Entries from a dataset
* * *

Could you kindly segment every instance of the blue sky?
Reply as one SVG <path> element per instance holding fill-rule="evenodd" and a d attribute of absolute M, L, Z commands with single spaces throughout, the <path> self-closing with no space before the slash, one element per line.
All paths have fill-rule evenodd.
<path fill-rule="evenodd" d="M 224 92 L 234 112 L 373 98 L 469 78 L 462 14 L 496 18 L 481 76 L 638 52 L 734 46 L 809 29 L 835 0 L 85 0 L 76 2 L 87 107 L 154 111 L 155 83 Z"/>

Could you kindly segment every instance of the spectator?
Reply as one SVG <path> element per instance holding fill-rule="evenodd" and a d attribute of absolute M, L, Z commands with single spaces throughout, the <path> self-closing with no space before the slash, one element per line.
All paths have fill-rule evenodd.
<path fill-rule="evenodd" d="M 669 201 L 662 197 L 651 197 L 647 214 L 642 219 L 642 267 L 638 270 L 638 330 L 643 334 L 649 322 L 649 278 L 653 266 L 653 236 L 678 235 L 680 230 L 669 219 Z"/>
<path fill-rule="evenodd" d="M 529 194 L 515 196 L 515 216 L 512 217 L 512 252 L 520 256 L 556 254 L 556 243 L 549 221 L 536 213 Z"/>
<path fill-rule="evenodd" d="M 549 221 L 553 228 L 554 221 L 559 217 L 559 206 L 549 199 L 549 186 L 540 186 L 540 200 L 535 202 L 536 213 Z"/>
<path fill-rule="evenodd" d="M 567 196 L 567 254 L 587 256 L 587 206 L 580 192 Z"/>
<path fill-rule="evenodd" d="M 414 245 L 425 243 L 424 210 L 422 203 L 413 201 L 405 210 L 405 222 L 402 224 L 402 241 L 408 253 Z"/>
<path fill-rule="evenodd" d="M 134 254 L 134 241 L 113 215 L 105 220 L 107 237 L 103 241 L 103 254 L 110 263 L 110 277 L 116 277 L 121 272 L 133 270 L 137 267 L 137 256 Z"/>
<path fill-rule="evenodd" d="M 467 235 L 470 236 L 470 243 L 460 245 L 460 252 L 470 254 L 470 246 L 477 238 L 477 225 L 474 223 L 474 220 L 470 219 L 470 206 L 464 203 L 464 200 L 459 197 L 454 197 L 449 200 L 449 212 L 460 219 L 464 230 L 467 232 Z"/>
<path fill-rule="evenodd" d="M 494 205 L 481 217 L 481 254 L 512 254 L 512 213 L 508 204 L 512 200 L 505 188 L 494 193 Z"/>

* * *

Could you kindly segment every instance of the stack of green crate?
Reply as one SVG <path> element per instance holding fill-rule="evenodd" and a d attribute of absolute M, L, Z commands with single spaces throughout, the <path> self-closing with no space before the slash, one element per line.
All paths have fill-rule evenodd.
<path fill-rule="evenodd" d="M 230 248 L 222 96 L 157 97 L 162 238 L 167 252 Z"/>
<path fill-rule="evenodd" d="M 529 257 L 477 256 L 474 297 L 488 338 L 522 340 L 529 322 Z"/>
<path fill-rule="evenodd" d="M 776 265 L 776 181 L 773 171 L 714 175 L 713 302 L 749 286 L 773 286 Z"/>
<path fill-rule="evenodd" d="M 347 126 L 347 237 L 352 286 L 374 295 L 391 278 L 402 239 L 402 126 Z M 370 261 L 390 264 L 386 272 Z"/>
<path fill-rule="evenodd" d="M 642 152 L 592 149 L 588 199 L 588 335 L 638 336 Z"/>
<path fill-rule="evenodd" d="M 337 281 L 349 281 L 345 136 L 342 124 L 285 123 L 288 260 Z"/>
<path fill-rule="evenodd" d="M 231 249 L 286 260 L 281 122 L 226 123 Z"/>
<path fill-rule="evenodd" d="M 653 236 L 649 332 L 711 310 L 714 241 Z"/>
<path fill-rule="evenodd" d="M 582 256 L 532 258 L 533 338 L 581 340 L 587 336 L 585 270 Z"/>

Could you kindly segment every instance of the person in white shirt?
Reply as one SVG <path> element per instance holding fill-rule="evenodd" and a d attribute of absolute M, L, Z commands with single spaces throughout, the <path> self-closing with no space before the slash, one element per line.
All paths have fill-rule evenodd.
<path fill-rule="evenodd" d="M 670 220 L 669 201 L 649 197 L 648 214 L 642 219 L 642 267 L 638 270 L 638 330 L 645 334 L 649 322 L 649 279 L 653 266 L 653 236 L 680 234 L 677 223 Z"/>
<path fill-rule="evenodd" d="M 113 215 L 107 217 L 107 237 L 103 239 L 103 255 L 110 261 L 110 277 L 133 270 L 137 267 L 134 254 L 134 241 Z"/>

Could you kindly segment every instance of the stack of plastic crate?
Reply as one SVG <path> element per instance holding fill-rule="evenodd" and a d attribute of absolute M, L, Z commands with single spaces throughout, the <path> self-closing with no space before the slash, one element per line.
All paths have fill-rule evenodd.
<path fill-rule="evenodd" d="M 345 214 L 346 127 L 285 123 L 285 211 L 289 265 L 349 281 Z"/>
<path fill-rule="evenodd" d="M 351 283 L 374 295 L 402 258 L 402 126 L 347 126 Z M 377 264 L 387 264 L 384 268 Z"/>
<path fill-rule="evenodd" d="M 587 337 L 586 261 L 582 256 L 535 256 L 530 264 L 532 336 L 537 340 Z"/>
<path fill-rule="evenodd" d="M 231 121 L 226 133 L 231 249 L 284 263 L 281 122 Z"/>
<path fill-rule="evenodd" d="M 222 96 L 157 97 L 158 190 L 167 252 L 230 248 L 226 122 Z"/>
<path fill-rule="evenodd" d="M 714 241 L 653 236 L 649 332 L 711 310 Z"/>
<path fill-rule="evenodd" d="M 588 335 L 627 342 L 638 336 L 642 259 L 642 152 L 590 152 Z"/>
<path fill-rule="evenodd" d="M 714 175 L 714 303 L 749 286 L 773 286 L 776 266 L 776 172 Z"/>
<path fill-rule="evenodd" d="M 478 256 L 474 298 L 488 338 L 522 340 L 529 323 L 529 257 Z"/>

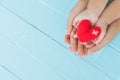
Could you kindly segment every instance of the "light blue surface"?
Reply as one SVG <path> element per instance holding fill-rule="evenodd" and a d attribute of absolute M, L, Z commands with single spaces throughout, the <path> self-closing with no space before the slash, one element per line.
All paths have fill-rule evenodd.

* * *

* WORK TO DO:
Copy out the items above word for word, beginning at the line that contains "Could you kindly segment every instance of the blue" and stopping after the line that contains "224 92 L 234".

* ANSWER IN FULL:
Could you kindly segment every instance of the blue sky?
Reply as one SVG <path> element per instance holding fill-rule="evenodd" and a d attribute of absolute M, L, Z commands with single spaces throughout, the <path> self-closing with no space before the slash, one element per line.
All paths have fill-rule evenodd.
<path fill-rule="evenodd" d="M 224 92 L 234 112 L 373 98 L 469 78 L 462 14 L 496 18 L 481 76 L 638 52 L 734 46 L 809 29 L 835 0 L 85 0 L 76 2 L 87 107 L 154 111 L 155 83 Z"/>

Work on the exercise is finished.